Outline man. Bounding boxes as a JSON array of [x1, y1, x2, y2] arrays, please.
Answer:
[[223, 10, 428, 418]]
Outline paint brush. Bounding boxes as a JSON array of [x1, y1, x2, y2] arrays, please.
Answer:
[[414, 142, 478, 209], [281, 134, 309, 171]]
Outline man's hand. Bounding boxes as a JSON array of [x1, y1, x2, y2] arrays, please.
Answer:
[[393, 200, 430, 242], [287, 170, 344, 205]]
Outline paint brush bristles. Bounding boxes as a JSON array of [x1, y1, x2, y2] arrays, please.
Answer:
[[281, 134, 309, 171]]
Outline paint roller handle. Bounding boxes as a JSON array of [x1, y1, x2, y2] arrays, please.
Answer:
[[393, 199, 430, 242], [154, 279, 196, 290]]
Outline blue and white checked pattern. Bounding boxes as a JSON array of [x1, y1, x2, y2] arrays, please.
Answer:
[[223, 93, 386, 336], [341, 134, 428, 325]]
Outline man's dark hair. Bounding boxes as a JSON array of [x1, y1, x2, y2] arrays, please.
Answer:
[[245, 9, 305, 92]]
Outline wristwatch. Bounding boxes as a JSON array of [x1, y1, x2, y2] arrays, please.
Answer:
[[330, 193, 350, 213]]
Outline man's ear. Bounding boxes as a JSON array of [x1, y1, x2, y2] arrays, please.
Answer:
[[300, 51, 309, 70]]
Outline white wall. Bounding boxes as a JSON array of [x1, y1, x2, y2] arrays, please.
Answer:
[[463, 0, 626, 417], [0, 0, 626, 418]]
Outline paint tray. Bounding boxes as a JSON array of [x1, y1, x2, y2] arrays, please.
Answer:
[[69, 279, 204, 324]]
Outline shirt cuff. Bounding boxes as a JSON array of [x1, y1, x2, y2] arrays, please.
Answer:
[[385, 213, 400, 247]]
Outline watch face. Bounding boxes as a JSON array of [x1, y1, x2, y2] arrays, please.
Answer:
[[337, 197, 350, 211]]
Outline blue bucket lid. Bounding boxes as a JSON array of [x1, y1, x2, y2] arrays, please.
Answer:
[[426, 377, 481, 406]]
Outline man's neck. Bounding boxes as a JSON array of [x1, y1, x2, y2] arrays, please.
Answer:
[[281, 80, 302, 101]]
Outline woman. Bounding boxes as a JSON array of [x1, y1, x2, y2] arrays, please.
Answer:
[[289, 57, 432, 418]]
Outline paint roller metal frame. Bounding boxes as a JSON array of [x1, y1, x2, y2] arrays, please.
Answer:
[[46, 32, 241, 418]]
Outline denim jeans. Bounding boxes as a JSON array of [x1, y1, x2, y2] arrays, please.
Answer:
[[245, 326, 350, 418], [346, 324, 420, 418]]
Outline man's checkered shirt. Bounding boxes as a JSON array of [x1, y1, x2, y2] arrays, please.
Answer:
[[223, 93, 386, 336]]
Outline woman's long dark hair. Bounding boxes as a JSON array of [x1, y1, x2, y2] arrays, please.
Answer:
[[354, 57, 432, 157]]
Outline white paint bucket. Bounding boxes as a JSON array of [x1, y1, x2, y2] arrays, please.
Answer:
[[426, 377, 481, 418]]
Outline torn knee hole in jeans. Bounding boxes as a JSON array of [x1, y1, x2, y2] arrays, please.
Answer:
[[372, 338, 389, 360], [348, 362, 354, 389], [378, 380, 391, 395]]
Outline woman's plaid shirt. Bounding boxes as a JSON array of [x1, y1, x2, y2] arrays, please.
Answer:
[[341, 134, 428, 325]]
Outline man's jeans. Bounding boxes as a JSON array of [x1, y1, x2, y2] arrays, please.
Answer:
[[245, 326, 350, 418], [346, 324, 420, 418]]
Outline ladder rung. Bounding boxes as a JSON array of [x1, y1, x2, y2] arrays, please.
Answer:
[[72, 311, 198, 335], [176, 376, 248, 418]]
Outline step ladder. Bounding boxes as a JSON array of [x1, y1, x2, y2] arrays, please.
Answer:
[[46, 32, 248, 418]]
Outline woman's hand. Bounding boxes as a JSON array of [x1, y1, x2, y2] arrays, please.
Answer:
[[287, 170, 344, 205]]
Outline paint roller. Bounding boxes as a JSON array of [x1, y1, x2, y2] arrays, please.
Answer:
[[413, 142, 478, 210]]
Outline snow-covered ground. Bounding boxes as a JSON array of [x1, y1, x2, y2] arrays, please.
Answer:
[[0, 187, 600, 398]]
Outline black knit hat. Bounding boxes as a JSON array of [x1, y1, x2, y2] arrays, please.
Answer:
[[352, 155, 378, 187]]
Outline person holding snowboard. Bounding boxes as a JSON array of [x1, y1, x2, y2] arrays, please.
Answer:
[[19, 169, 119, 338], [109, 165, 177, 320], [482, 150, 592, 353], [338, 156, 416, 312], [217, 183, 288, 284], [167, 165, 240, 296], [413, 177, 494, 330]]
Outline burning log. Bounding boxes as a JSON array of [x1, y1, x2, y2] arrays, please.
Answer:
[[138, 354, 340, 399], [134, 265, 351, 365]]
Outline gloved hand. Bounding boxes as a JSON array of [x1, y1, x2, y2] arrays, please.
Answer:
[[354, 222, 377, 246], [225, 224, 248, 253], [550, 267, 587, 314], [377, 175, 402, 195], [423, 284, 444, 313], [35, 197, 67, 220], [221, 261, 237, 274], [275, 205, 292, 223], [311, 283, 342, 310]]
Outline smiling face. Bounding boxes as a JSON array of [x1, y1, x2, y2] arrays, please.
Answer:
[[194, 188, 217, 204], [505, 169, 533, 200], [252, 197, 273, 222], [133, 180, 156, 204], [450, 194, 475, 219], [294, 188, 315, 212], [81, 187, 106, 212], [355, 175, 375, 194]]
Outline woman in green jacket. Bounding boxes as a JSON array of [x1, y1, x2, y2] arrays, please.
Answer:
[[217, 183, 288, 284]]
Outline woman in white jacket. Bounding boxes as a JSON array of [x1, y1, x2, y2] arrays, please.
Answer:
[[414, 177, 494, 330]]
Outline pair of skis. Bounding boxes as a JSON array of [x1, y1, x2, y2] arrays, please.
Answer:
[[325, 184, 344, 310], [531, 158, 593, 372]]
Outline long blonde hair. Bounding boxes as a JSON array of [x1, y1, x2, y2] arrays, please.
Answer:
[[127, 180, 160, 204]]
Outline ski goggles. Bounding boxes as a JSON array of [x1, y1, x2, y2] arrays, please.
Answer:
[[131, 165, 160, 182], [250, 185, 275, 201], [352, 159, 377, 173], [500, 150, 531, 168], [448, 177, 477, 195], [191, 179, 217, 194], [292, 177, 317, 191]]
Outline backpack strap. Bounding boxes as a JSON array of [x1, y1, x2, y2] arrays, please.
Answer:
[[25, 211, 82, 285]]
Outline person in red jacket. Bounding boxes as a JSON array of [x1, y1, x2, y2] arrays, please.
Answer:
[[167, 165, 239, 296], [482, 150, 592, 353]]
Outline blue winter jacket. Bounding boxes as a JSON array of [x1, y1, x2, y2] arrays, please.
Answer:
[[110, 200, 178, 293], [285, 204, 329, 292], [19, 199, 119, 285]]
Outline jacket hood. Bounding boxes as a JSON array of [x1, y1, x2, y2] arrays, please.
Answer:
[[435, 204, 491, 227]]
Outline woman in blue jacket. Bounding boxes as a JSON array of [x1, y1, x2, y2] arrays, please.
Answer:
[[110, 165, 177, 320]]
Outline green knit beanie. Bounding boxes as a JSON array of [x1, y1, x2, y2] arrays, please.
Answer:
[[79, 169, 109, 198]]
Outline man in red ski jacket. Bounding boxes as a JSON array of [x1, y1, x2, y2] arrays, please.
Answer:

===============

• **What you will do**: Reproduce every row above with each occurrence of "Outline" changed to "Locate", leaving all other text unchanged.

• **Answer in full**:
Locate man. Bounding boxes as a JSON array of [x1, y1, x2, y2] arrays, please.
Answer:
[[223, 10, 428, 418]]
Locate paint brush. Bounding boxes as a JSON array of [x1, y1, x2, y2] arrays, please.
Answer:
[[414, 142, 478, 209], [281, 134, 309, 171]]
Locate man's hand. Bounding boxes as a JSON array of [x1, y1, x2, y2] arrays, please.
Answer:
[[393, 200, 430, 242], [287, 170, 344, 205]]
Locate paint brush bristles. Bounding boxes as a JSON array of [x1, y1, x2, y2] arrays, please.
Answer:
[[281, 134, 309, 171]]
Locate paint roller handle. Bounding boxes as a JSON array of [x1, y1, x2, y2] arrays, please.
Answer:
[[393, 199, 430, 242], [154, 279, 196, 290]]
Locate blue and white checked pattern. Bounding boxes as a JSON array of [x1, y1, x2, y2] arrays, please.
Answer:
[[223, 93, 386, 336], [341, 134, 428, 325]]
Locate man's dark hair. Bounding boxes as a JSON array of [x1, y1, x2, y2] arrays, please.
Answer:
[[245, 9, 305, 92]]
Locate wristwatch. Bounding boxes as a JSON array of [x1, y1, x2, y2] arrays, please.
Answer:
[[330, 193, 350, 213]]
Locate man's ear. Bounding boxes as a JSON array of [x1, y1, x2, y2] arrays, please.
Answer:
[[300, 51, 309, 70]]
Locate white wall. Bounding boxes as a JSON array of [x1, y1, x2, y2] arrays, please.
Answer:
[[463, 0, 626, 417], [0, 0, 626, 418]]
Locate paint tray. Bounding boxes as a JSON array of [x1, y1, x2, y2] arrays, please.
Answer:
[[69, 279, 204, 324]]
Locate shirt cuff. Bounding boxes as a JSON array of [x1, y1, x2, y2] arrays, please.
Answer:
[[385, 213, 400, 247]]
Locate watch face. Bounding boxes as a JSON array of [x1, y1, x2, y2] arrays, please.
Answer:
[[337, 197, 350, 211]]
Locate blue bucket lid. Bounding boxes as a JSON array of [x1, y1, x2, y2] arrays, please.
Answer:
[[426, 377, 481, 406]]
Locate man's neck. Bounding boxes as a JSON array of [x1, y1, x2, y2] arrays, please.
Answer:
[[281, 80, 302, 101]]
Locate woman. Bounding boxes as a JSON array of [x1, y1, x2, y2] arrays, please.
Answer:
[[289, 57, 432, 418]]
Locate paint roller metal frame. Bounding boxes as a JSON array of [x1, y1, x2, y2] arrays, please.
Answer:
[[46, 32, 241, 418]]
Locate denim jeans. Bounding boxes as a JSON array of [x1, y1, x2, y2] arrays, please.
Answer:
[[245, 326, 350, 418], [346, 324, 420, 418]]
Locate man's checkered shirt. Bounding boxes as a JSON array of [x1, y1, x2, y2] arrays, please.
Answer:
[[223, 93, 386, 336]]
Locate woman's long dark hair. Bounding boxes as a JSON array of [x1, y1, x2, y2] arrays, please.
Answer:
[[354, 57, 432, 157]]
Locate white paint bucket. Bounding boxes as a JSON array of [x1, y1, x2, y2] arrays, please.
Answer:
[[426, 377, 481, 418]]
Locate torn knee hole in jeans. Bounding boxes as a JSON array of [x1, y1, x2, y2] arrays, please.
Answer:
[[372, 338, 389, 360], [348, 362, 354, 389], [378, 380, 391, 395]]
Locate woman's plaid shirt. Bounding boxes as a JSON array of [x1, y1, x2, y2] arrays, please.
Answer:
[[341, 134, 428, 325]]
Locate man's jeans. Bounding boxes as a JSON array of [x1, y1, x2, y2] arrays, please.
Answer:
[[245, 326, 350, 418], [346, 324, 420, 418]]
Locate ladder rung. Bounding boxes as a JSON array of [x1, y1, x2, y2] arrays, please.
Answer:
[[72, 311, 198, 335], [176, 376, 248, 418]]
Locate step ladder. Bounding boxes as a JSON array of [x1, y1, x2, y2] arrays, please.
Answer:
[[46, 32, 248, 418]]
Locate woman's hand. Bounding boxes as a JSON array of [x1, y1, x2, y2] arrays, please.
Answer:
[[287, 170, 344, 205]]
Locate paint roller. Bounding boxes as a JSON array of [x1, y1, x2, y2] arrays, please.
Answer:
[[413, 142, 478, 210]]
Locate snow-covered ground. Bounding boxes as a JSON array of [x1, y1, x2, y2] arrays, please.
Answer:
[[0, 187, 600, 398]]
Locate black knit hat. Bounding boxes as a JSON array of [x1, y1, x2, y2] arrays, please.
Answer:
[[352, 155, 378, 187]]
Locate person holding snowboard. Bounding boxes as a JSON array of [x1, y1, x2, y2] arrays, please.
Answer:
[[19, 169, 119, 338], [109, 165, 177, 320], [482, 150, 592, 353], [338, 156, 416, 312], [217, 183, 288, 284], [167, 165, 240, 296], [413, 177, 494, 330]]
Locate burning log. Bounding boxes as a JSON array of [x1, y1, x2, y2] arrays, please.
Answer:
[[138, 354, 340, 399], [134, 265, 351, 365]]
Locate gloved hand. Bounding boxes as a JSON array of [x1, y1, x2, y2] arrays, please.
Answer:
[[354, 222, 377, 246], [225, 224, 248, 253], [550, 267, 587, 314], [377, 175, 402, 195], [423, 284, 444, 313], [35, 197, 67, 220], [221, 261, 237, 274], [275, 205, 292, 223], [311, 283, 342, 310]]
Locate smiling face. Bounding boxes as a JSON array of [x1, y1, x2, y2] arrays, please.
Answer:
[[194, 188, 217, 204], [505, 169, 533, 200], [252, 197, 273, 222], [133, 180, 156, 204], [450, 194, 475, 219], [294, 188, 315, 212], [81, 187, 106, 212], [355, 175, 375, 194]]
Locate woman in green jacket. Bounding boxes as a JSON array of [x1, y1, x2, y2] arrays, please.
Answer:
[[217, 183, 288, 284]]
Locate woman in white jacket. Bounding boxes as a JSON array of [x1, y1, x2, y2] arrays, please.
Answer:
[[414, 177, 494, 330]]
Locate pair of skis. Bounding boxes as a JSON array of [x1, y1, x2, y2] arrays, please.
Answer:
[[325, 184, 344, 310], [531, 158, 593, 372]]
Locate long blonde hair. Bounding boxes as a JSON array of [x1, y1, x2, y2] arrays, please.
Answer:
[[127, 180, 160, 204]]
Locate ski goggles. Bounding boxes as a JSON array of [x1, y1, x2, y2] arrays, please.
Answer:
[[131, 165, 160, 182], [250, 185, 275, 201], [352, 159, 377, 173], [500, 150, 531, 168], [448, 177, 477, 195], [191, 179, 217, 194], [292, 177, 317, 191]]
Locate backpack strap. Bounding boxes as a JSON array of [x1, y1, x2, y2] arrays, please.
Answer:
[[25, 211, 82, 285]]
Locate person in red jacket. Bounding boxes as a JSON array of [x1, y1, x2, y2] arrays, please.
Answer:
[[167, 165, 239, 296], [482, 150, 592, 353]]
Locate blue winter jacket. Bounding boxes as a JSON array of [x1, y1, x2, y2] arrays, please.
Answer:
[[110, 200, 178, 293], [285, 204, 329, 292], [19, 199, 119, 285]]
Locate jacket hood. Bounding boxes as a JSON array of [x1, y1, x2, y2] arrays, please.
Answer:
[[435, 204, 491, 227]]
Locate woman in blue jacket. Bounding boxes as a JSON array of [x1, y1, x2, y2] arrays, please.
Answer:
[[110, 165, 177, 320]]
Locate green knit beanie. Bounding boxes as a JSON array of [x1, y1, x2, y2] arrays, please.
Answer:
[[79, 169, 109, 198]]
Locate man in red ski jacket. Bounding boxes as a JSON array of [x1, y1, x2, y2] arrays, please.
Answer:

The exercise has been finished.